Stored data
= Beginning of Section =

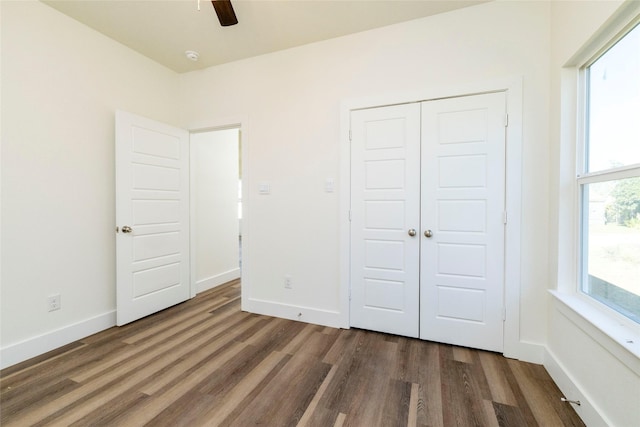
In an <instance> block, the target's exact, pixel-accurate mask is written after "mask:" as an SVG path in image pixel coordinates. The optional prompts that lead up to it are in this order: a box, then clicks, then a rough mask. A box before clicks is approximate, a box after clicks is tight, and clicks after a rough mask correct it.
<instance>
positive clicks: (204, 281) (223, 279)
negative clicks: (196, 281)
mask: <svg viewBox="0 0 640 427" xmlns="http://www.w3.org/2000/svg"><path fill="white" fill-rule="evenodd" d="M240 273H241V271H240V269H239V268H234V269H233V270H229V271H225V272H224V273H220V274H216V275H215V276H210V277H207V278H206V279H201V280H198V281H197V282H196V287H197V293H200V292H204V291H206V290H209V289H213V288H215V287H218V286H220V285H223V284H225V283H227V282H230V281H232V280H235V279H239V278H240Z"/></svg>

= End of Section =

Lay out every line of the listing above as a numbered list, skipping blank lines and leaving out the picture.

1. In an <instance> block, the target's exact, pixel-accurate mask is written after "mask:" as an SVG path in image pixel coordinates. The optional prompts that lead up to it are in this order: a box, then clicks, then a rough mask. A box before clicks is approximate, a box after clicks is tight, and clicks after a rough mask correct it.
2. <instance>
3. positive clicks: (204, 281) (223, 279)
4. negative clicks: (196, 281)
5. mask: <svg viewBox="0 0 640 427" xmlns="http://www.w3.org/2000/svg"><path fill="white" fill-rule="evenodd" d="M240 273H241V271H240V269H239V268H234V269H233V270H229V271H225V272H224V273H220V274H216V275H215V276H210V277H207V278H206V279H201V280H198V281H197V282H196V287H197V293H200V292H204V291H206V290H209V289H213V288H215V287H218V286H220V285H223V284H225V283H227V282H230V281H232V280H235V279H239V278H240Z"/></svg>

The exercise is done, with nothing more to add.